CONSIGNE: Recopiez toute la liste ci-dessous sans y changer quoi que ce soit, ligne après ligne.

------------------------------------------------

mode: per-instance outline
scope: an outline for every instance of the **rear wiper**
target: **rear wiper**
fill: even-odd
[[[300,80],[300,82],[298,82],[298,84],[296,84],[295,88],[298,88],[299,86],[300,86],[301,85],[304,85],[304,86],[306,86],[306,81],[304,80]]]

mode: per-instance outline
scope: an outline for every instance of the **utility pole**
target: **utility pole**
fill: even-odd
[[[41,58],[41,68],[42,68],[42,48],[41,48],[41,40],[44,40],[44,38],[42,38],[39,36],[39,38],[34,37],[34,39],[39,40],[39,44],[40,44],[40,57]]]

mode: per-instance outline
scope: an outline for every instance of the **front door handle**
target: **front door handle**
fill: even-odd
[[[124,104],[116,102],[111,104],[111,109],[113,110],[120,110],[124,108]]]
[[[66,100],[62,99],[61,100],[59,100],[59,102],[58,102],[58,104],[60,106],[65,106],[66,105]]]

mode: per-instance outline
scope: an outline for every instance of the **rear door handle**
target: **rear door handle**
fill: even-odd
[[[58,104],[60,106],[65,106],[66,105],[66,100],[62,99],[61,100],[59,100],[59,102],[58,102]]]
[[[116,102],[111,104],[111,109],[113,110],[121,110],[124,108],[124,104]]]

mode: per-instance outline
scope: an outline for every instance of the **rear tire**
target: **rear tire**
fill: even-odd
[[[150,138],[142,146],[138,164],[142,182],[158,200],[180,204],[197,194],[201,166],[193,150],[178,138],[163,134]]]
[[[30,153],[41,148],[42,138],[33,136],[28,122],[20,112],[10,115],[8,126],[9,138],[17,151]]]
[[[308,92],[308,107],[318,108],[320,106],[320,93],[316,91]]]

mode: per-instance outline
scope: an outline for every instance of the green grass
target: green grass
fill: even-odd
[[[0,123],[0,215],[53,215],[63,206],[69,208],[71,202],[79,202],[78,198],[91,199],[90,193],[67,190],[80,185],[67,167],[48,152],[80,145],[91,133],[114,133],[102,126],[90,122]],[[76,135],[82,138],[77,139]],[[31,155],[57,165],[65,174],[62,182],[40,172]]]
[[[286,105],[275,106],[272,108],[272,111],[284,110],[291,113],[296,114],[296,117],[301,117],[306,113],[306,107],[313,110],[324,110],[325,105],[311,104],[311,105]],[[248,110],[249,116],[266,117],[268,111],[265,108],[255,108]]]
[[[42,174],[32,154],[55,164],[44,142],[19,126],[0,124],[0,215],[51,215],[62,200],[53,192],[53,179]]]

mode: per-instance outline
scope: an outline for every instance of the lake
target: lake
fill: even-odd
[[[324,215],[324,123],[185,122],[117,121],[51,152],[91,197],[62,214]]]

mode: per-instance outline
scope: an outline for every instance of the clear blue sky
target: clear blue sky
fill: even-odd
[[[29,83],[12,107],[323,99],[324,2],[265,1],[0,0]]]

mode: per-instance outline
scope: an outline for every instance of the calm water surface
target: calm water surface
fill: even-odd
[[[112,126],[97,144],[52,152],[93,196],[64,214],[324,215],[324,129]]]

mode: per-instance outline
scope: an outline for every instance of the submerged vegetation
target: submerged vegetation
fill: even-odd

------------------------------------------------

RÉSULTAT OBTENU:
mode: per-instance outline
scope: an outline for every instance of the **rear wiper**
target: **rear wiper**
fill: even-odd
[[[300,80],[300,82],[298,82],[298,84],[296,84],[295,88],[298,88],[299,86],[300,86],[301,85],[304,85],[304,86],[306,86],[306,81],[304,80]]]

mode: per-instance outline
scope: an outline for every instance of the **utility pole**
target: **utility pole**
fill: even-odd
[[[41,58],[41,68],[42,68],[42,48],[41,48],[41,40],[44,40],[44,38],[42,38],[39,36],[39,38],[34,37],[34,39],[39,40],[39,44],[40,44],[40,57]]]

mode: per-instance outline
scope: an outline for every instance of the **front door handle**
target: **front door handle**
fill: even-odd
[[[124,104],[116,102],[111,104],[111,109],[113,110],[120,110],[124,108]]]
[[[66,100],[62,99],[61,100],[59,100],[59,102],[58,102],[58,104],[60,106],[65,106],[66,105]]]

mode: per-instance outline
scope: an outline for every instance of the **rear door handle**
target: **rear door handle**
fill: even-odd
[[[58,104],[60,106],[65,106],[66,105],[66,100],[62,99],[61,100],[59,100],[59,102],[58,102]]]
[[[116,102],[111,104],[111,109],[113,110],[121,110],[124,108],[124,104]]]

mode: per-instance outline
scope: an outline for every instance of the **rear tire**
target: **rear tire**
fill: even-odd
[[[150,138],[142,146],[138,164],[142,182],[158,200],[180,204],[197,194],[201,166],[193,150],[178,138],[163,134]]]
[[[30,153],[41,148],[42,138],[33,136],[28,122],[20,112],[10,115],[8,126],[9,138],[17,151]]]
[[[308,92],[308,107],[318,108],[320,106],[320,93],[316,91]]]

mode: per-instance outline
scope: an outline for every instance of the green grass
target: green grass
fill: even-odd
[[[0,123],[0,215],[53,215],[63,206],[69,208],[71,202],[79,202],[78,198],[91,199],[90,193],[67,190],[80,185],[67,167],[48,152],[80,145],[91,133],[114,133],[102,126],[90,122]],[[76,135],[82,138],[77,139]],[[31,155],[57,165],[65,174],[62,182],[40,172]]]
[[[286,105],[275,106],[272,108],[272,111],[284,110],[291,113],[296,114],[296,117],[301,117],[306,113],[306,107],[313,110],[324,110],[325,105],[311,104],[311,105]],[[248,110],[249,116],[266,117],[268,111],[265,108],[255,108]]]
[[[42,174],[32,154],[55,164],[44,142],[19,126],[0,124],[0,215],[51,215],[62,200],[53,192],[53,179]]]

mode: per-instance outline
scope: an outline for every instance of the lake
target: lake
fill: even-odd
[[[324,215],[324,123],[185,122],[117,121],[51,152],[91,197],[62,214]]]

mode: per-instance outline
scope: an outline for every instance of the clear blue sky
target: clear blue sky
fill: even-odd
[[[29,83],[12,107],[323,99],[324,2],[265,1],[0,0]]]

mode: per-instance outline
scope: an outline for every instance of the calm water surface
target: calm water surface
fill: even-odd
[[[112,126],[97,144],[52,152],[93,196],[64,214],[324,215],[324,129]]]

mode: per-instance outline
scope: an outline for every instance of the submerged vegetation
target: submerged vegetation
fill: even-odd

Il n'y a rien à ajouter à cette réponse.